▶ **Exercise task 1**: Copy the section of the webpage-to-markdown module page starting at "You’ll get a" and ending at "any other column.", word for word.
▶ **Exercise task 2**: Pick up the webpage-to-markdown module page after its last sentence and keep writing it.

The “Webpage To Markdown Scraper” LeadTables Data Module

Zach's FavsGood For BeginnersCheapLeadTables Data Module

Data Acquisition Style
- Purchase (instant access - e.g. from broker)
- Scraped / Human Labor 2 - Semi-automatic (e.g. with AI or partial tool assistance)

Full Content:

The “Webpage To Markdown Scraper” Data Module lets you store a clean markdown snapshot of a webpage directly in your LeadTable.

REALLY useful for later handing off to an AI Data Module to analyze or extract from.

Choose which page you want to capture (for example: a company’s homepage, pricing page, or careers page).
Run the module on the leads you care about.
You’ll get a text (markdown) snapshot of the page, plus a few helpful metadata fields, saved right into your LeadTable.

Turn websites into usable data: Instead of clicking around tabs and pages, you can search, filter, and analyze website content like any other column.
Power better AI workflows: Feed clean page text into downstream AI enrichments (summaries, positioning analysis, ICP fit, personalization, and more).
Qualify leads faster: Quickly spot red flags (thin sites, outdated content, unclear offering) or positive signals (strong positioning, clear pricing, hiring, new product pages).

▶ **Provided information**:
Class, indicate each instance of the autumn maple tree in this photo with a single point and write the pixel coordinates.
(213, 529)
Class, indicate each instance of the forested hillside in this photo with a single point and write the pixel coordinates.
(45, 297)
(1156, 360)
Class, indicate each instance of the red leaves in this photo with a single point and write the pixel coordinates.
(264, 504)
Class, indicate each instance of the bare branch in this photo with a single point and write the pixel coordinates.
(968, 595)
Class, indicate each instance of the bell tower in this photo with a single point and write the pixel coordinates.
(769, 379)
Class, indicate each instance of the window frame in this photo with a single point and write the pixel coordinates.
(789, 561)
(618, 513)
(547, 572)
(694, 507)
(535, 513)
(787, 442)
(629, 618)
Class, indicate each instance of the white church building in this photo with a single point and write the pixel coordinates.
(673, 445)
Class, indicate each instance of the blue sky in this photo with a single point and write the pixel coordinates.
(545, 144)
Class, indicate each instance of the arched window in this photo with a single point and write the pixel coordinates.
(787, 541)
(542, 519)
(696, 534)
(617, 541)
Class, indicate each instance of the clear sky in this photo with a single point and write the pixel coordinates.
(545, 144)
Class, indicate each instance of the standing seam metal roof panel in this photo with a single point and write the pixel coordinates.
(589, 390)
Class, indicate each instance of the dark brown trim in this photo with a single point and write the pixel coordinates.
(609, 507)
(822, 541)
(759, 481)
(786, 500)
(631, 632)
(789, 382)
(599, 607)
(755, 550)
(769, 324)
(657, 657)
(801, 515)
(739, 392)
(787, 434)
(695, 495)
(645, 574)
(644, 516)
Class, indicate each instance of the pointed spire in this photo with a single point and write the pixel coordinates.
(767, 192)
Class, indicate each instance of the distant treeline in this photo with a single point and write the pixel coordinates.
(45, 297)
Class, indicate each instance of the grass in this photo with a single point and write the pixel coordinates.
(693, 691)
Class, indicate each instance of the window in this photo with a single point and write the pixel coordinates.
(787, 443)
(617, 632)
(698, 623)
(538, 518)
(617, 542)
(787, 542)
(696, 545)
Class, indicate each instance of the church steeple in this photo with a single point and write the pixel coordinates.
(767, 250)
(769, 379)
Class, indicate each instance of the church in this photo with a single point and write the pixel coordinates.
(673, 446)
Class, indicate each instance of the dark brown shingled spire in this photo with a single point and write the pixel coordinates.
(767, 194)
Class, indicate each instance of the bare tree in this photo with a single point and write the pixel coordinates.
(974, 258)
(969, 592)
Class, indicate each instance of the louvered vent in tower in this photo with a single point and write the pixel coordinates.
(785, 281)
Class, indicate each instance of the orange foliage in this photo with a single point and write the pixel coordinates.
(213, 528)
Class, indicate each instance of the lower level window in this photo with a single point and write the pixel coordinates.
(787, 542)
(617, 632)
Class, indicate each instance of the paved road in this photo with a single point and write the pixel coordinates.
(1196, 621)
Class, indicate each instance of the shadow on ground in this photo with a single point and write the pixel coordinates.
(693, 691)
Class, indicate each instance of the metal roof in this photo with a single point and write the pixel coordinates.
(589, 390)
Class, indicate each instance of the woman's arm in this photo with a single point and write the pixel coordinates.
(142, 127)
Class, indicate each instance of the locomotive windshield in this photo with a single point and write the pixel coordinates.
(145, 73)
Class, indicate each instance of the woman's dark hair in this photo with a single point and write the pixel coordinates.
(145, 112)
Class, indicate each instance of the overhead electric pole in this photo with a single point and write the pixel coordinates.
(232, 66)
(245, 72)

▶ **Task result 1**:
You’ll get a text (markdown) snapshot of the page, plus a few helpful metadata fields, saved right into your LeadTable.

Turn websites into usable data: Instead of clicking around tabs and pages, you can search, filter, and analyze website content like any other column.

▶ **Task result 2**:
Create repeatable review: Save the content in your table so your team can review the same snapshot later.
Extract useful data: You can have an AI Data Module or Formula Data Module pull out useful snippets from the page content for using as personalization markers, lead filtering, and more!

Scraped Markdown (text) — A clean text version of the page content.
Scrape Status (text) — Whether the scrape succeeded or failed.
Scrape Word Count (number) — A quick “how much content did we actually get?” signal.
Page Title (text) — The page title (when available).
Page Description (text) — The page description (when available).
Page Language (text) — The page’s language (when available).

Page URL: The page you want to capture for each lead. Usually you’d just set this to their homepage, but if you’ve already identified subpages within their site, you could pass those in too.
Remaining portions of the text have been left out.